━━━ EXERCISE MATERIALS ━━━

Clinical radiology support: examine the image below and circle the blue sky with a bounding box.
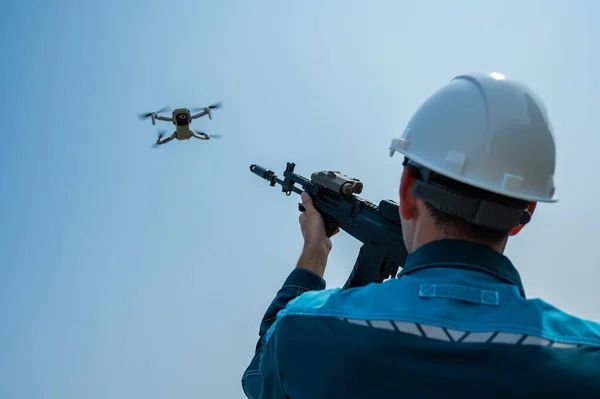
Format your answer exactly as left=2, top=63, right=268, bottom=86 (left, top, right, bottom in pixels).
left=0, top=1, right=598, bottom=398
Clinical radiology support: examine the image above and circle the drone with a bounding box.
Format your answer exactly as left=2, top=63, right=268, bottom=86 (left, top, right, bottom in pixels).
left=137, top=103, right=223, bottom=147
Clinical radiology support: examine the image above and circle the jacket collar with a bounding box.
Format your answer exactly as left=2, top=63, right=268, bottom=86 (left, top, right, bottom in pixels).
left=398, top=239, right=526, bottom=297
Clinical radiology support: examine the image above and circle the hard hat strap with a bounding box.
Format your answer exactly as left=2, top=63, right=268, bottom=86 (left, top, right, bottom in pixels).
left=411, top=180, right=529, bottom=230
left=403, top=157, right=531, bottom=230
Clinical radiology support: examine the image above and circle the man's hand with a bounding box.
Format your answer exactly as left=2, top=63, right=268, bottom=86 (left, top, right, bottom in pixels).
left=296, top=192, right=340, bottom=277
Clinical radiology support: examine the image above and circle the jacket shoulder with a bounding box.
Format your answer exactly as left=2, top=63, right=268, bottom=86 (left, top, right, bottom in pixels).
left=526, top=297, right=600, bottom=345
left=282, top=287, right=343, bottom=314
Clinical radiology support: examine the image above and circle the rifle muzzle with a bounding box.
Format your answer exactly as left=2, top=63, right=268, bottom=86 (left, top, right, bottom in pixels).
left=249, top=164, right=275, bottom=181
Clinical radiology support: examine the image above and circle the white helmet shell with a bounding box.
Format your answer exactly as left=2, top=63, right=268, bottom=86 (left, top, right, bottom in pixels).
left=389, top=72, right=558, bottom=203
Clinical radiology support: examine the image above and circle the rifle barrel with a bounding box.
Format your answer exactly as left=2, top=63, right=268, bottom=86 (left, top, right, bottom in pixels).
left=249, top=164, right=304, bottom=195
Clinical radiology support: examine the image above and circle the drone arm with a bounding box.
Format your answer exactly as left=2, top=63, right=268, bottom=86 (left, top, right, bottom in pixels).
left=157, top=132, right=176, bottom=145
left=155, top=115, right=172, bottom=122
left=191, top=109, right=209, bottom=120
left=191, top=131, right=209, bottom=140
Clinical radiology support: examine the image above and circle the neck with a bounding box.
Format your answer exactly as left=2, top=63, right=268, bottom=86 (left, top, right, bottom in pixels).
left=408, top=220, right=507, bottom=254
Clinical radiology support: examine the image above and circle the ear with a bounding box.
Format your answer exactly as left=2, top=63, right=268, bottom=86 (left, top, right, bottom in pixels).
left=399, top=167, right=418, bottom=221
left=508, top=201, right=537, bottom=236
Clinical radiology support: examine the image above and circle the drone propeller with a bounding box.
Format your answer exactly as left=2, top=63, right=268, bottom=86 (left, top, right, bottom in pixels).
left=138, top=106, right=170, bottom=120
left=191, top=102, right=222, bottom=112
left=152, top=130, right=167, bottom=148
left=195, top=131, right=222, bottom=140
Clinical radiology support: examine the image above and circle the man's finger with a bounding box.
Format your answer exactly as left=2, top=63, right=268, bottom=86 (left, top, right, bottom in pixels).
left=300, top=192, right=315, bottom=212
left=299, top=210, right=308, bottom=222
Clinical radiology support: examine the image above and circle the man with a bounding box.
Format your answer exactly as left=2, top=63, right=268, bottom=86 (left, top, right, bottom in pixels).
left=241, top=73, right=600, bottom=398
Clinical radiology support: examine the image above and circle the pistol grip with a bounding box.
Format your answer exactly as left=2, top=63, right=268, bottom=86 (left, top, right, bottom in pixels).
left=298, top=203, right=339, bottom=237
left=323, top=221, right=339, bottom=237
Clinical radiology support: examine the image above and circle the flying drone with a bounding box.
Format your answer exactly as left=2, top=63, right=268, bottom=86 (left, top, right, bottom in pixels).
left=137, top=103, right=223, bottom=147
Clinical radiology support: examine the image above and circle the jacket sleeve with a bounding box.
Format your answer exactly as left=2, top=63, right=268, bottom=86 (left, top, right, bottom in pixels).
left=241, top=268, right=326, bottom=398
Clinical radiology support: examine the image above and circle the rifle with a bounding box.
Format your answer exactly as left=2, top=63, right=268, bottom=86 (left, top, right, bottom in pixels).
left=249, top=161, right=409, bottom=289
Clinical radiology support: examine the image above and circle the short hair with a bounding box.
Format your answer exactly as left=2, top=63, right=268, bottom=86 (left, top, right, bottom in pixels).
left=405, top=163, right=529, bottom=244
left=424, top=202, right=510, bottom=243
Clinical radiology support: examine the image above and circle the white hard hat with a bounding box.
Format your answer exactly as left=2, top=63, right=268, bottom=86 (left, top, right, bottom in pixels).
left=389, top=72, right=558, bottom=203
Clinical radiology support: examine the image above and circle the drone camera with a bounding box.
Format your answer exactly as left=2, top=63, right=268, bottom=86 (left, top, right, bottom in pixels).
left=175, top=113, right=190, bottom=126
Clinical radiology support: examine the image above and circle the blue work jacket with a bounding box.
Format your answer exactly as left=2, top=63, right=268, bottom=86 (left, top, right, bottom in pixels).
left=242, top=239, right=600, bottom=398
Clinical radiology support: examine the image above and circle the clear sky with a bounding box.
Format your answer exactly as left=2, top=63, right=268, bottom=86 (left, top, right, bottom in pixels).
left=1, top=1, right=598, bottom=398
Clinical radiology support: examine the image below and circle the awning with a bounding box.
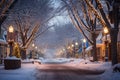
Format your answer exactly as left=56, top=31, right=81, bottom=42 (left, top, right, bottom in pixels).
left=96, top=31, right=102, bottom=40
left=96, top=43, right=103, bottom=47
left=85, top=43, right=103, bottom=52
left=85, top=46, right=92, bottom=52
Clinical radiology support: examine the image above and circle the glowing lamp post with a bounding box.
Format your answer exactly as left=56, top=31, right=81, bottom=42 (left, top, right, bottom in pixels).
left=32, top=43, right=35, bottom=47
left=35, top=46, right=38, bottom=50
left=83, top=39, right=86, bottom=59
left=8, top=26, right=14, bottom=57
left=71, top=44, right=74, bottom=47
left=75, top=42, right=78, bottom=57
left=103, top=27, right=109, bottom=61
left=71, top=44, right=75, bottom=57
left=75, top=42, right=78, bottom=46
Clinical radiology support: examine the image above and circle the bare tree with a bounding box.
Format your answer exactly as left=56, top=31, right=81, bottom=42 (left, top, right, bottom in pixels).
left=0, top=0, right=18, bottom=33
left=62, top=0, right=120, bottom=65
left=6, top=0, right=62, bottom=59
left=84, top=0, right=120, bottom=65
left=62, top=0, right=102, bottom=61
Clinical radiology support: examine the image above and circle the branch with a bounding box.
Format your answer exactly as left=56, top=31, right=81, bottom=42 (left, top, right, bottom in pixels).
left=0, top=0, right=14, bottom=17
left=69, top=1, right=93, bottom=44
left=63, top=0, right=93, bottom=44
left=95, top=0, right=111, bottom=29
left=85, top=0, right=108, bottom=29
left=34, top=25, right=53, bottom=39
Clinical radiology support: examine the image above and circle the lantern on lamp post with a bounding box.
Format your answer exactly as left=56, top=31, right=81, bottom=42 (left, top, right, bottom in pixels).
left=7, top=26, right=14, bottom=57
left=103, top=27, right=109, bottom=62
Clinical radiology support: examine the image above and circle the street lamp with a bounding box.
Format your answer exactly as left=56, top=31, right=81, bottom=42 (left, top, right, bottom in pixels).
left=71, top=44, right=74, bottom=47
left=103, top=27, right=109, bottom=62
left=8, top=25, right=14, bottom=57
left=9, top=26, right=14, bottom=33
left=75, top=42, right=79, bottom=57
left=75, top=42, right=78, bottom=46
left=71, top=44, right=75, bottom=57
left=35, top=46, right=38, bottom=49
left=32, top=43, right=35, bottom=47
left=83, top=39, right=86, bottom=59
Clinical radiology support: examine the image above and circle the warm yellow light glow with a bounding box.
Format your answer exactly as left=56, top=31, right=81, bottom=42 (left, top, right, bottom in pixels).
left=68, top=46, right=70, bottom=49
left=83, top=39, right=86, bottom=43
left=75, top=42, right=78, bottom=45
left=71, top=44, right=74, bottom=47
left=104, top=27, right=109, bottom=34
left=35, top=46, right=37, bottom=49
left=9, top=25, right=14, bottom=33
left=32, top=43, right=35, bottom=47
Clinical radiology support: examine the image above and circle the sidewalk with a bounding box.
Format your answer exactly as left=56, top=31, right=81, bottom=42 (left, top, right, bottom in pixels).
left=0, top=63, right=37, bottom=80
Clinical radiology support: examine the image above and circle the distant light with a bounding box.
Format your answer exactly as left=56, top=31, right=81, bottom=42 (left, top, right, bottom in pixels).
left=63, top=48, right=65, bottom=51
left=32, top=43, right=35, bottom=47
left=71, top=44, right=74, bottom=47
left=68, top=46, right=70, bottom=49
left=9, top=25, right=14, bottom=33
left=83, top=39, right=86, bottom=43
left=75, top=42, right=78, bottom=45
left=103, top=27, right=109, bottom=34
left=35, top=46, right=37, bottom=49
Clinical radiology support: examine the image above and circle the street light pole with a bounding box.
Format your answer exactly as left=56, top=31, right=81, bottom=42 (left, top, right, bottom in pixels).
left=8, top=26, right=14, bottom=57
left=103, top=27, right=109, bottom=62
left=75, top=42, right=78, bottom=58
left=83, top=39, right=86, bottom=59
left=71, top=44, right=75, bottom=57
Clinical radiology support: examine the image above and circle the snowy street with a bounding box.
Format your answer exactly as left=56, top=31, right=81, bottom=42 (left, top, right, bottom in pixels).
left=0, top=0, right=120, bottom=80
left=0, top=58, right=120, bottom=80
left=35, top=64, right=103, bottom=80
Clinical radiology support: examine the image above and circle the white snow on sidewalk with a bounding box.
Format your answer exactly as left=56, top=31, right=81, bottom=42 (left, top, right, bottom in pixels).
left=65, top=59, right=111, bottom=71
left=67, top=59, right=120, bottom=80
left=99, top=63, right=120, bottom=80
left=0, top=63, right=37, bottom=80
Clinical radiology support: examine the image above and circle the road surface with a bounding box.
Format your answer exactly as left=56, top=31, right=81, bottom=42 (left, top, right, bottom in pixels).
left=35, top=63, right=104, bottom=80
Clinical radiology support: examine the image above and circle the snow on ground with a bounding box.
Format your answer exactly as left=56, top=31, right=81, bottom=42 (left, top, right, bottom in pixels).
left=41, top=58, right=69, bottom=64
left=66, top=58, right=120, bottom=80
left=0, top=58, right=120, bottom=80
left=66, top=59, right=112, bottom=71
left=0, top=63, right=37, bottom=80
left=99, top=63, right=120, bottom=80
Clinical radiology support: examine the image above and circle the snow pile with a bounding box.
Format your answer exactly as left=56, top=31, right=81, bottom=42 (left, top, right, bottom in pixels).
left=100, top=63, right=120, bottom=80
left=0, top=64, right=37, bottom=80
left=21, top=59, right=34, bottom=63
left=66, top=59, right=112, bottom=71
left=5, top=56, right=21, bottom=60
left=42, top=58, right=69, bottom=64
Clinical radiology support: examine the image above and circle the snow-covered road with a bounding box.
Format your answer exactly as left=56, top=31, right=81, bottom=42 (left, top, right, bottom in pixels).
left=35, top=63, right=103, bottom=80
left=0, top=58, right=120, bottom=80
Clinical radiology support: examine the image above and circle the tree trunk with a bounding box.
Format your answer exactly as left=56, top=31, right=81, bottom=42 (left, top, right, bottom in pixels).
left=110, top=1, right=119, bottom=65
left=92, top=32, right=97, bottom=61
left=110, top=29, right=118, bottom=65
left=20, top=48, right=26, bottom=60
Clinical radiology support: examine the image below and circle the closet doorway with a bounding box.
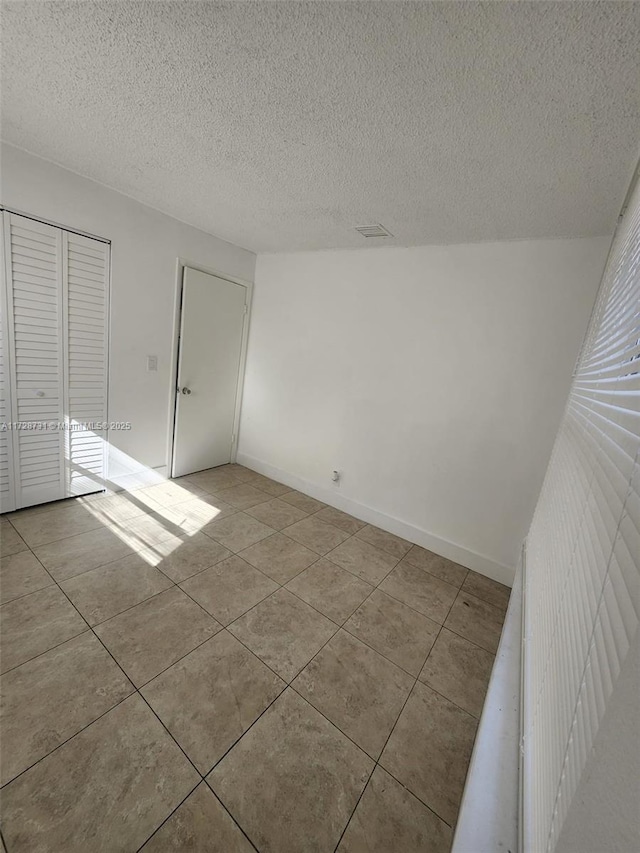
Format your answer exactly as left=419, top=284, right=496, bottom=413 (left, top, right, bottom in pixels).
left=0, top=211, right=109, bottom=512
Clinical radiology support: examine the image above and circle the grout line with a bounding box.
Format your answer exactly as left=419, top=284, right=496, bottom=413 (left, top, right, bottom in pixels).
left=1, top=466, right=504, bottom=849
left=132, top=780, right=204, bottom=853
left=334, top=570, right=477, bottom=845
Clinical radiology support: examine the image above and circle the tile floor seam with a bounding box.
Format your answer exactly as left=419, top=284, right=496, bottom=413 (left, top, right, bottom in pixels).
left=0, top=679, right=137, bottom=791
left=424, top=621, right=501, bottom=658
left=0, top=544, right=475, bottom=767
left=2, top=555, right=210, bottom=796
left=184, top=677, right=289, bottom=778
left=132, top=779, right=204, bottom=853
left=2, top=470, right=505, bottom=852
left=28, top=543, right=161, bottom=586
left=137, top=780, right=261, bottom=853
left=0, top=549, right=58, bottom=606
left=104, top=616, right=225, bottom=692
left=329, top=624, right=455, bottom=851
left=201, top=778, right=263, bottom=853
left=59, top=568, right=211, bottom=786
left=1, top=534, right=483, bottom=680
left=65, top=577, right=178, bottom=629
left=176, top=583, right=297, bottom=686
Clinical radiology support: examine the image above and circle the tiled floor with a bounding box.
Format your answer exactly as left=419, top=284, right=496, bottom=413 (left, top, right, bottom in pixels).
left=0, top=465, right=510, bottom=852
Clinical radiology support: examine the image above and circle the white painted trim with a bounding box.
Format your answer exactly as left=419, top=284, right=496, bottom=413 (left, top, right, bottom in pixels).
left=236, top=451, right=515, bottom=586
left=166, top=259, right=253, bottom=477
left=0, top=205, right=110, bottom=244
left=452, top=557, right=522, bottom=852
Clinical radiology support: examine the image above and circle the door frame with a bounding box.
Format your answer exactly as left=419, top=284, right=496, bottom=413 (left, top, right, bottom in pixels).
left=167, top=258, right=253, bottom=479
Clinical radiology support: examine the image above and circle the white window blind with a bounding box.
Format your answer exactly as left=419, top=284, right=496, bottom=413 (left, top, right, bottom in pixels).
left=523, top=173, right=640, bottom=851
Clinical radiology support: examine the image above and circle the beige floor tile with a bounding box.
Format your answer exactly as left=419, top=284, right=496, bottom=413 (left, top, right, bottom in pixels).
left=462, top=570, right=511, bottom=612
left=327, top=537, right=399, bottom=585
left=142, top=631, right=284, bottom=773
left=187, top=467, right=246, bottom=494
left=419, top=628, right=495, bottom=717
left=344, top=589, right=440, bottom=676
left=94, top=587, right=220, bottom=687
left=0, top=586, right=87, bottom=673
left=280, top=490, right=327, bottom=514
left=218, top=464, right=256, bottom=483
left=1, top=694, right=199, bottom=853
left=33, top=526, right=136, bottom=581
left=202, top=511, right=275, bottom=552
left=228, top=588, right=336, bottom=681
left=380, top=682, right=477, bottom=826
left=135, top=479, right=208, bottom=508
left=313, top=506, right=366, bottom=535
left=0, top=549, right=53, bottom=604
left=157, top=495, right=238, bottom=532
left=337, top=766, right=452, bottom=853
left=60, top=554, right=173, bottom=626
left=283, top=515, right=350, bottom=555
left=215, top=483, right=272, bottom=510
left=293, top=630, right=413, bottom=759
left=0, top=632, right=133, bottom=785
left=355, top=524, right=412, bottom=559
left=180, top=555, right=278, bottom=626
left=444, top=592, right=505, bottom=654
left=139, top=532, right=232, bottom=583
left=108, top=511, right=187, bottom=550
left=8, top=503, right=106, bottom=547
left=245, top=497, right=308, bottom=530
left=239, top=532, right=318, bottom=583
left=0, top=521, right=28, bottom=557
left=402, top=546, right=468, bottom=588
left=75, top=491, right=150, bottom=525
left=141, top=784, right=254, bottom=852
left=379, top=562, right=458, bottom=624
left=242, top=472, right=291, bottom=497
left=286, top=558, right=373, bottom=623
left=208, top=689, right=373, bottom=853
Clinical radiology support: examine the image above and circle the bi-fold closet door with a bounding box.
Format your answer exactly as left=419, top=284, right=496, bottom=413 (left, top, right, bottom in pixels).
left=0, top=211, right=109, bottom=512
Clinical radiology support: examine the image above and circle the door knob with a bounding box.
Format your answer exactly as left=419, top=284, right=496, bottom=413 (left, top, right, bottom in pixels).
left=181, top=387, right=192, bottom=395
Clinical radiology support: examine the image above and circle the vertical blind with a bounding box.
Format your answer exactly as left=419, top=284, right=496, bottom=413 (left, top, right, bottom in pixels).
left=523, top=173, right=640, bottom=851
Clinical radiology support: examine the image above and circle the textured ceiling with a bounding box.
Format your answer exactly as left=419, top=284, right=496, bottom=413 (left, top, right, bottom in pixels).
left=2, top=1, right=640, bottom=252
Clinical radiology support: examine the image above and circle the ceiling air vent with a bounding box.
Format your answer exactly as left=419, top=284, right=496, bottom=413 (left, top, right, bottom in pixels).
left=354, top=223, right=393, bottom=238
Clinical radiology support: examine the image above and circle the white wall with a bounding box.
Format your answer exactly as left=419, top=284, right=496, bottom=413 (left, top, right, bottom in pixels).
left=1, top=144, right=255, bottom=484
left=239, top=238, right=610, bottom=582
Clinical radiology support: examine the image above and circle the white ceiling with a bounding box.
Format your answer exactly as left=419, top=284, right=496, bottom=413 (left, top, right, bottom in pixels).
left=2, top=1, right=640, bottom=253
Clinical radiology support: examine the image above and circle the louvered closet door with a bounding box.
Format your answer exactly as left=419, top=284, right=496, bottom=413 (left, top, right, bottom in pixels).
left=3, top=213, right=66, bottom=508
left=2, top=212, right=109, bottom=509
left=0, top=237, right=15, bottom=512
left=64, top=231, right=109, bottom=497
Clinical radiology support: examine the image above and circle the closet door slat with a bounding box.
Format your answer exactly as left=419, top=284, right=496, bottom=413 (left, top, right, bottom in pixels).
left=64, top=231, right=109, bottom=498
left=4, top=213, right=66, bottom=507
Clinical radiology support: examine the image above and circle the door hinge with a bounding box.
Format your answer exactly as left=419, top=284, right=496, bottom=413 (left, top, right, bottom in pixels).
left=243, top=304, right=248, bottom=315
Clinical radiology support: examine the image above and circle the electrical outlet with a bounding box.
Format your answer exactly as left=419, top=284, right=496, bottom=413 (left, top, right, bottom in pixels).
left=332, top=470, right=341, bottom=483
left=146, top=355, right=158, bottom=372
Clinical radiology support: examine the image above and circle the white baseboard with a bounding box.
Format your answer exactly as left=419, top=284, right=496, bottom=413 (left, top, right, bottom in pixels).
left=236, top=452, right=515, bottom=587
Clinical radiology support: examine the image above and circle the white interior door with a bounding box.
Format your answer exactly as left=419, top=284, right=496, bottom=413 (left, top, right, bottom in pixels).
left=172, top=267, right=247, bottom=477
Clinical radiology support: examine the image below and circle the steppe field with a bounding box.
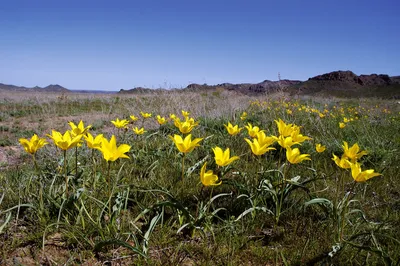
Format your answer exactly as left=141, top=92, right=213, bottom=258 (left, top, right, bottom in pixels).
left=0, top=90, right=399, bottom=265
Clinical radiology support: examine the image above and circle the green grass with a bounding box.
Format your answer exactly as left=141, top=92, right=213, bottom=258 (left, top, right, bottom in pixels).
left=0, top=90, right=399, bottom=265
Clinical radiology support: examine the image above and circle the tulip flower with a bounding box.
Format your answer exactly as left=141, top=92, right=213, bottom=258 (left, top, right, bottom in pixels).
left=332, top=154, right=351, bottom=169
left=200, top=163, right=221, bottom=186
left=130, top=115, right=139, bottom=122
left=133, top=127, right=146, bottom=135
left=290, top=127, right=312, bottom=143
left=47, top=130, right=82, bottom=150
left=255, top=131, right=276, bottom=147
left=315, top=144, right=326, bottom=153
left=286, top=147, right=311, bottom=164
left=339, top=122, right=346, bottom=129
left=140, top=112, right=152, bottom=118
left=240, top=111, right=247, bottom=121
left=212, top=146, right=239, bottom=167
left=275, top=119, right=297, bottom=137
left=181, top=110, right=190, bottom=118
left=245, top=123, right=263, bottom=138
left=111, top=118, right=130, bottom=129
left=68, top=120, right=91, bottom=137
left=169, top=134, right=203, bottom=153
left=156, top=115, right=167, bottom=125
left=245, top=138, right=275, bottom=156
left=342, top=141, right=367, bottom=162
left=175, top=117, right=199, bottom=134
left=99, top=135, right=131, bottom=162
left=84, top=133, right=104, bottom=150
left=47, top=130, right=83, bottom=197
left=19, top=134, right=48, bottom=155
left=349, top=162, right=381, bottom=182
left=274, top=135, right=301, bottom=149
left=173, top=116, right=181, bottom=128
left=224, top=122, right=243, bottom=136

━━━

Check every line of the data, and copy the ones that contain "street".

Clinical radiology support: examine the image above and circle the street lamp with a bounding box.
Clinical radiology support: examine the image above and circle the street light pole with a bounding box.
Clinical radiology support: examine the image above and circle the snowy street with a bounding box.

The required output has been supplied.